Kutipan Sumber »
........

Kapitalisme Membuat Generasi Takut Menikah


MutiaraUmat.com -- Menurut data BPS terdapat penurunan pernikaan pada tahun 2021 jumlah orang menikah 1,74 juta di tahun 2022 ,1.70 juta pernikahan pada tahun 2023 menurun drastis yaitu sebanyak 1,57 juta sedangkan pada tahun 2024 cuma 1,47 juta, anak mudah sekarang tidak berani untuk menikah karena ada hubungannya dengan kemacetan ekonomi yang di alami oleh kaula muda. (Di kutip dari kumparan, 8/12/2025)

Banyak anak jaman sekarang yang menyatakan kalau mereka lebih takut gak punya uang dari pada gak menikah. Berarti tujuan utama anak jaman sekarang itu adalah materi, mereka mempunyai pendapat kecukupan finansial itu lebih utama dari pada menikah. Mereka takut kalau menikah tidak bisa mencukupi kebutuhan hidup keluarganya 

Ternyata hidup dalam sistem kapitalis menimbulkan keresahan dan ketakutan pada anak-anak jaman sekarang untuk berumah tangga, mereka takut jika gak punya uang tidak akan mampu memberi kehidupan yang baik pada keluarganya nantinya. Dengan melonjaknya kebutuhan pokok di pasaran itu menjadikan anak- anak jaman sekarang lebih baik tidak menikah duluh sebelum finansialnya mapan.

........

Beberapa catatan

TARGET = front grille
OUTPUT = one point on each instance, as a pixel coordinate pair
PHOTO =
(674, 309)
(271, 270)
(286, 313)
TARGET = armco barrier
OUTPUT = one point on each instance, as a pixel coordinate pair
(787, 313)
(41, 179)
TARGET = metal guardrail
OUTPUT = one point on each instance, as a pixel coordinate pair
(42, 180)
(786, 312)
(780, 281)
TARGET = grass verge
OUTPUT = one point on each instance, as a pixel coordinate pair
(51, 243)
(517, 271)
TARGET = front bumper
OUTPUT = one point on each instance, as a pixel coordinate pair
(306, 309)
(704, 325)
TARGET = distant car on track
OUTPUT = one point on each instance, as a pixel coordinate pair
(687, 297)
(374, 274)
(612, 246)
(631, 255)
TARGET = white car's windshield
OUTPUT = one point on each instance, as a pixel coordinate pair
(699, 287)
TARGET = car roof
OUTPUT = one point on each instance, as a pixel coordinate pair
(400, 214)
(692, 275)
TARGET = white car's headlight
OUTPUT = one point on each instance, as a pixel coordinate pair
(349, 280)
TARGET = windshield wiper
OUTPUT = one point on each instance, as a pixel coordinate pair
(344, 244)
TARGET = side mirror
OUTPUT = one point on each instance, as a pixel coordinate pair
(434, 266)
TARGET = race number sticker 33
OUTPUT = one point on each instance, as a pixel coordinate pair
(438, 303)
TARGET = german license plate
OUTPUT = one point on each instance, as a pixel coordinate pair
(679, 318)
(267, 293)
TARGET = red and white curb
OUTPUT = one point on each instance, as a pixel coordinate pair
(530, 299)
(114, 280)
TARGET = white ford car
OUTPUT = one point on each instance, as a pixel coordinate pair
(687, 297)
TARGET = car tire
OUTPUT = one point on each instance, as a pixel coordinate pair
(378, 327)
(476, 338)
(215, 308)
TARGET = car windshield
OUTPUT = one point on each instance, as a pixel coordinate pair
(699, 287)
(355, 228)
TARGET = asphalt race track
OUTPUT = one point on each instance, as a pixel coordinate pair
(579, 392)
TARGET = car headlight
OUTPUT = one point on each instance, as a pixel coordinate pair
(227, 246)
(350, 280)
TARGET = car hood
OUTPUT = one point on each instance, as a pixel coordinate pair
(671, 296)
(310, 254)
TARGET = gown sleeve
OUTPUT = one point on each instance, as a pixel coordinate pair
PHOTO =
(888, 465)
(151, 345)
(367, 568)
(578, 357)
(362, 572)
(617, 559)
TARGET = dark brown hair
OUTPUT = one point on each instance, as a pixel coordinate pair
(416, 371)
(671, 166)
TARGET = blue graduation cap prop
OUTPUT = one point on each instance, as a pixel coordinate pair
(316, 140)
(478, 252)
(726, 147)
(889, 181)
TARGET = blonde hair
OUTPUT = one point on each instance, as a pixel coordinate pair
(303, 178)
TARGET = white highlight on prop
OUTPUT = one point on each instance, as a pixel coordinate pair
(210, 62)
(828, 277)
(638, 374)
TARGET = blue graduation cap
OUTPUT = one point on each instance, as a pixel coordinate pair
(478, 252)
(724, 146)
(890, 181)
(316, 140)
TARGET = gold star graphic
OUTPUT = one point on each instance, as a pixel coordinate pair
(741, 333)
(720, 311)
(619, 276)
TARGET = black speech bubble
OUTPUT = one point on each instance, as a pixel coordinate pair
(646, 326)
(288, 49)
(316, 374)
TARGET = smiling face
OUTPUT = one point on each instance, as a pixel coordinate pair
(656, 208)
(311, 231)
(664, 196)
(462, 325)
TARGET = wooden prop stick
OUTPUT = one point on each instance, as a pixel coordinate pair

........

Ulangi tanpa perubahan satu kata pun bagian kutipan tentang generasi yang takut menikah, mulai dari "MutiaraUmat.com -- Menurut" dan terus sampai "dari kumparan, 8/12/2025)". Catatan-catatan di atas sama sekali tidak berperan di sini.

Jawaban Tertulis »
MutiaraUmat.com -- Menurut data BPS terdapat penurunan pernikaan pada tahun 2021 jumlah orang menikah 1,74 juta di tahun 2022 ,1.70 juta pernikahan pada tahun 2023 menurun drastis yaitu sebanyak 1,57 juta sedangkan pada tahun 2024 cuma 1,47 juta, anak mudah sekarang tidak berani untuk menikah karena ada hubungannya dengan kemacetan ekonomi yang di alami oleh kaula muda. (Di kutip dari kumparan, 8/12/2025)